Records for processing below:

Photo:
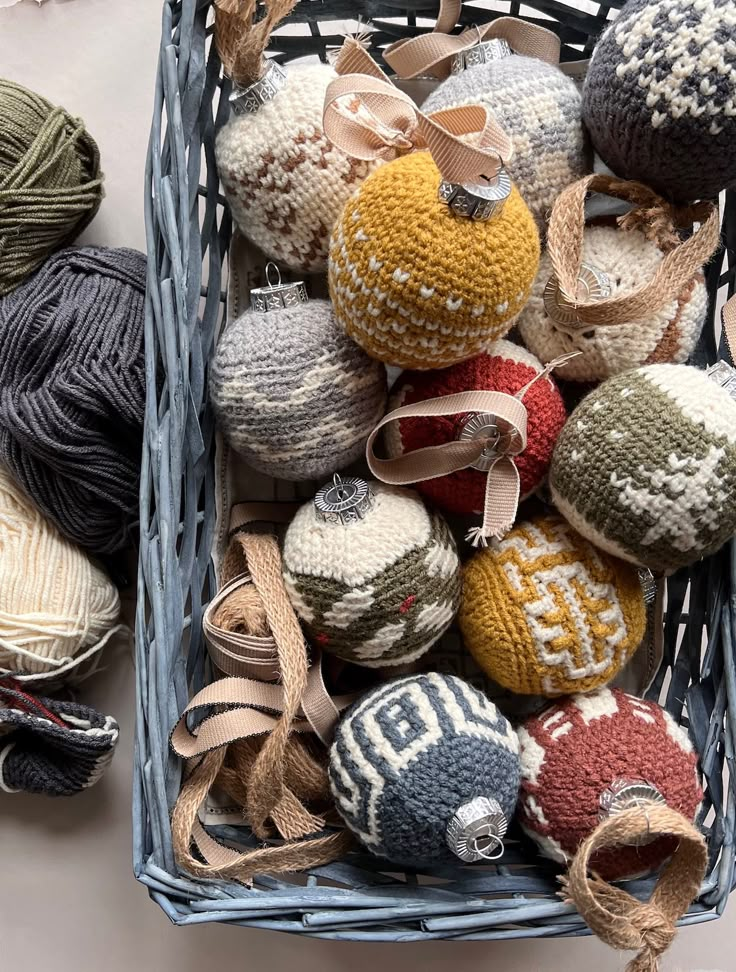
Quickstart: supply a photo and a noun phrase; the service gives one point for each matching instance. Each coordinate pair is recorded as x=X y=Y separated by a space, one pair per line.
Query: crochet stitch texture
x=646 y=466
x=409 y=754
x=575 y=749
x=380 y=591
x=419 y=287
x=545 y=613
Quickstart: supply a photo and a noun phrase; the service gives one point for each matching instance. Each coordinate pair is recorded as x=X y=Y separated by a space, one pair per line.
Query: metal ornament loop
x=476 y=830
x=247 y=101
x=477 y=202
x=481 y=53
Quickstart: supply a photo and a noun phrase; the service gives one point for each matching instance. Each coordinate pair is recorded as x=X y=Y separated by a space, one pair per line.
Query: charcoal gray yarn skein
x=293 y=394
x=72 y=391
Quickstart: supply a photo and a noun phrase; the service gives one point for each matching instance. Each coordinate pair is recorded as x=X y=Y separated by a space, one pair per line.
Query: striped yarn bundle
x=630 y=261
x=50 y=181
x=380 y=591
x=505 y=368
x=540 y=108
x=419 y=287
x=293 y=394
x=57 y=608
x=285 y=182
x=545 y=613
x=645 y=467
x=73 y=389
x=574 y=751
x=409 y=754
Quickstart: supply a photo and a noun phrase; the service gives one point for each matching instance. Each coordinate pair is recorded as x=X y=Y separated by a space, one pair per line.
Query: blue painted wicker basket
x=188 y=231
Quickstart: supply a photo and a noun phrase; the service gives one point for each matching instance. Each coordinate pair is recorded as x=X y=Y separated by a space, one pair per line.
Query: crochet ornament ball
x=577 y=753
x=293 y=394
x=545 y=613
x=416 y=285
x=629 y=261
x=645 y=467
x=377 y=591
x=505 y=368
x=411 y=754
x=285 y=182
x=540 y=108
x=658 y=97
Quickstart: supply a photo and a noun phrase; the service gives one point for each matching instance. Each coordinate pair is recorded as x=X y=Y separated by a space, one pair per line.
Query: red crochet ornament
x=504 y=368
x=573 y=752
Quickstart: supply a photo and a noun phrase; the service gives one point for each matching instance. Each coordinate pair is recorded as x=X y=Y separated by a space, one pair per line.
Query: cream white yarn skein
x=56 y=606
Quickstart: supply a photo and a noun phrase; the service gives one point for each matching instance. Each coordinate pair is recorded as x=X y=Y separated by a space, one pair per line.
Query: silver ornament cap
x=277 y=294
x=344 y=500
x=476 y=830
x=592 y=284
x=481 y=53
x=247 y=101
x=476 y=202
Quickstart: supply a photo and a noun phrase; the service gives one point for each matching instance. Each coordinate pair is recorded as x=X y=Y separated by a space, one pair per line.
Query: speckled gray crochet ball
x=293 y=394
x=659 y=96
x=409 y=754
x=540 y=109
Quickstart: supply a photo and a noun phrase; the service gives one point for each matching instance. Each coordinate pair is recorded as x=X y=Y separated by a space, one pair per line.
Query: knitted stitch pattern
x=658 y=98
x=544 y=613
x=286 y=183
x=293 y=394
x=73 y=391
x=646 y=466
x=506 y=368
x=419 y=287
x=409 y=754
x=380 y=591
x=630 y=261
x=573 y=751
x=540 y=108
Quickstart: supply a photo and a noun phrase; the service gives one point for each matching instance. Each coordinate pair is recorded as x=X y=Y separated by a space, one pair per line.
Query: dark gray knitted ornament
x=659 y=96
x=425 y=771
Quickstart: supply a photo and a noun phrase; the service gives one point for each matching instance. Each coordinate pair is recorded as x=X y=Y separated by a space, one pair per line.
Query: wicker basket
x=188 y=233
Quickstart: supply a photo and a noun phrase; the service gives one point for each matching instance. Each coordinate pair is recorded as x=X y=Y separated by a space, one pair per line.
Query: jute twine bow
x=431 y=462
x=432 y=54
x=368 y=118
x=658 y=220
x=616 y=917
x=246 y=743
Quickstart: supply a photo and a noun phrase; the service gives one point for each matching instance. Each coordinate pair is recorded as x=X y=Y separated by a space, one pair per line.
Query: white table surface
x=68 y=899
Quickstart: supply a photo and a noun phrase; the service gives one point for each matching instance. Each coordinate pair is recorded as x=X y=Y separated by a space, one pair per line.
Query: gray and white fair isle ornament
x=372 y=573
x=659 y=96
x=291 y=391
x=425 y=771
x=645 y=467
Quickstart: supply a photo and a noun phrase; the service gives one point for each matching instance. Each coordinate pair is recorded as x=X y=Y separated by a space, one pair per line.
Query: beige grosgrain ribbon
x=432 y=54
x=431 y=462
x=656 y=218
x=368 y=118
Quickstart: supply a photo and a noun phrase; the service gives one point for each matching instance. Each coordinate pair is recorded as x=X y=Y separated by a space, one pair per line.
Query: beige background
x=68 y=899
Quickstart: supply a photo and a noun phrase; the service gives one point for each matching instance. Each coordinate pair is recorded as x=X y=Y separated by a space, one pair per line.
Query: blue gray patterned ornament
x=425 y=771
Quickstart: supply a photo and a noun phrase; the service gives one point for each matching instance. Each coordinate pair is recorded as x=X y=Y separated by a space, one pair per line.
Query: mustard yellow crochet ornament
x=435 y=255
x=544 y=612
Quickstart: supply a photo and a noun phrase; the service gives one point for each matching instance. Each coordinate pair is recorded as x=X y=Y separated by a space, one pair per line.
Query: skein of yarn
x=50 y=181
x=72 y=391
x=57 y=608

End of Records for processing.
Records for processing below:

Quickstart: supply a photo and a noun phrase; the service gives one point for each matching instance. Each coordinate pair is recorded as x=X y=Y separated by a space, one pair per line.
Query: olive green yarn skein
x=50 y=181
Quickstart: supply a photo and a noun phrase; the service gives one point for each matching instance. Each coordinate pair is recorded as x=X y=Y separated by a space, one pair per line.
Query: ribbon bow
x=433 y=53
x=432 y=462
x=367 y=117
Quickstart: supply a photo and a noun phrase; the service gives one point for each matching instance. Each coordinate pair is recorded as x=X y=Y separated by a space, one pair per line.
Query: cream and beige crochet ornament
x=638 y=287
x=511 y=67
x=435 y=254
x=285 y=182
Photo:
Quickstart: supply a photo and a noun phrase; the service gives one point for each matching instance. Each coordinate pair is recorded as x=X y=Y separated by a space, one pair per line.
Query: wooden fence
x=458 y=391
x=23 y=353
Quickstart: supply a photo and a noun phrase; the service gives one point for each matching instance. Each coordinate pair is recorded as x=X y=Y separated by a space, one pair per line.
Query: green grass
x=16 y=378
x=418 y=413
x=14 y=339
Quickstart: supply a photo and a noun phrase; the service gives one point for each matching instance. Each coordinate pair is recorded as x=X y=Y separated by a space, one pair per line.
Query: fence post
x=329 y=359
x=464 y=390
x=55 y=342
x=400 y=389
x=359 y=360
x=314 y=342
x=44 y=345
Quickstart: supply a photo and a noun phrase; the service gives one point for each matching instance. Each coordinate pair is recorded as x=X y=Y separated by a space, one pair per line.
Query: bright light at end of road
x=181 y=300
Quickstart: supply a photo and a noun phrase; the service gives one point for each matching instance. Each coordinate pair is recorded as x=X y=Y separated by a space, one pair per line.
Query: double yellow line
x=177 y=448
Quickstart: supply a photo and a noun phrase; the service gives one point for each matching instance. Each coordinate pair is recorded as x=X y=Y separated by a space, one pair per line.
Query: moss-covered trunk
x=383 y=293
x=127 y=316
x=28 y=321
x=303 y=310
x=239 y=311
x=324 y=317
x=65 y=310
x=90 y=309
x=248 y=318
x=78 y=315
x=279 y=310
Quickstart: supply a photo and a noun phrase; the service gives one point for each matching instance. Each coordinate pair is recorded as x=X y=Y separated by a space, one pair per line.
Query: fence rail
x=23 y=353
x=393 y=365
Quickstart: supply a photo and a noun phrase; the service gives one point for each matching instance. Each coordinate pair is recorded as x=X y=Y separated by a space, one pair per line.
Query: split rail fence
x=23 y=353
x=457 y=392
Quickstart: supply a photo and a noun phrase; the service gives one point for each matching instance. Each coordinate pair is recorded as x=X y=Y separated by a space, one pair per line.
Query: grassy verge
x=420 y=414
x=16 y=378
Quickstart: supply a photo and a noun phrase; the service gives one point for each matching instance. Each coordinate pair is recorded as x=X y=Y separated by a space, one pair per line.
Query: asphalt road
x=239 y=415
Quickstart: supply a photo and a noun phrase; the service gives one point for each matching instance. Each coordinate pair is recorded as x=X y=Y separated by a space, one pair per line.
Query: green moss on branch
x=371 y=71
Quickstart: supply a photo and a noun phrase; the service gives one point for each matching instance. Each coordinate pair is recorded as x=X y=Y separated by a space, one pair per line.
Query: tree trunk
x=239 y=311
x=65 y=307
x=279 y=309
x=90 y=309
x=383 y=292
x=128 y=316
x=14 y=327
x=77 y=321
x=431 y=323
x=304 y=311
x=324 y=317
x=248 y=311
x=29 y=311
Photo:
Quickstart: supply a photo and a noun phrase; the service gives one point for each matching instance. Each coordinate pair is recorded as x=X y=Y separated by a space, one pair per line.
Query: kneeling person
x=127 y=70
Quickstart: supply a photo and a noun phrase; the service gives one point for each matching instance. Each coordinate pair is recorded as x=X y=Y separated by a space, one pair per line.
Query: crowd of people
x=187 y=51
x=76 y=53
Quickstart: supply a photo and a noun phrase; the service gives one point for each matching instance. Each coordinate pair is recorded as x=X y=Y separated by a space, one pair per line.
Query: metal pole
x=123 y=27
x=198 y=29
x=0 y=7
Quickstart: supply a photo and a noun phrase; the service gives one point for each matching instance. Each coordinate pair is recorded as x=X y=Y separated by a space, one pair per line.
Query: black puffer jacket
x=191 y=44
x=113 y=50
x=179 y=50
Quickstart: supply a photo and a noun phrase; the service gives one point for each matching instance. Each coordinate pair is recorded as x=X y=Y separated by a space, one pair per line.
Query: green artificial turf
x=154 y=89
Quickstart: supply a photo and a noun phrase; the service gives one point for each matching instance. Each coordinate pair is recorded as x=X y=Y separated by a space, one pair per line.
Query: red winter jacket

End of Records for processing.

**Work to complete**
Reproduce, word for word and in full, only the lines above that start at the line with "Query: grassy verge" and run through the line with "Query: red winter jacket", both ends included.

**Exercise result**
Query: grassy verge
x=420 y=414
x=16 y=378
Quickstart: supply a photo and a noun phrase; the service gives one point for each matching instance. Each coordinate pair is recorded as x=X y=Y separated by a space, one pair per line.
Query: asphalt road
x=239 y=415
Quickstart: supply a photo and a noun phrase; the service gives one point for each matching instance. Each coordinate pair is recorded as x=X y=Y separated by a space, one pair per line.
Query: green moss on branch
x=371 y=71
Quickstart: supply a photo and a noun phrase; the service gives one point for each matching instance. Each coordinate pair is recorded as x=X y=Y separated by a space, one pair per line.
Query: tree trunk
x=239 y=311
x=65 y=307
x=279 y=309
x=90 y=309
x=383 y=292
x=128 y=316
x=14 y=327
x=77 y=321
x=431 y=323
x=304 y=311
x=324 y=317
x=248 y=311
x=29 y=311
Photo:
Quickstart: supply a photo and a noun phrase; the service gives one point for each matching instance. Each coordinate pair is recorded as x=X y=Y separated by a space, one pair per line.
Query: kneeling person
x=127 y=70
Quickstart: supply a photo and a noun phrase; the service gives one point for each matching instance. Each coordinate pair is recorded as x=X y=Y separated by a space, one pair per line.
Query: crowd of people
x=187 y=51
x=76 y=53
Quickstart: supply a photo and a noun phrase; the service gives one point for each matching instance. Each coordinate pair is recorded as x=X y=Y separated by a space, one pair per line.
Query: metal pole
x=123 y=27
x=198 y=29
x=0 y=7
Quickstart: supply a photo and a noun phrase; the service gives one point for each matching instance. Each coordinate pair is recorded as x=X y=Y separated by a space, one pair per line.
Query: black puffer jacket
x=191 y=44
x=113 y=50
x=179 y=50
Quickstart: supply a photo and a noun phrase; the service gives one point for each matching instance. Each coordinate pair is recorded as x=X y=Y separated by a space, one pair per line.
Query: green artificial turf
x=154 y=89
Quickstart: supply a photo and a noun phrase; the service gives one point for each matching instance. Each coordinate pair is recorded as x=X y=Y separated by a space, one pair per line.
Query: red winter jacket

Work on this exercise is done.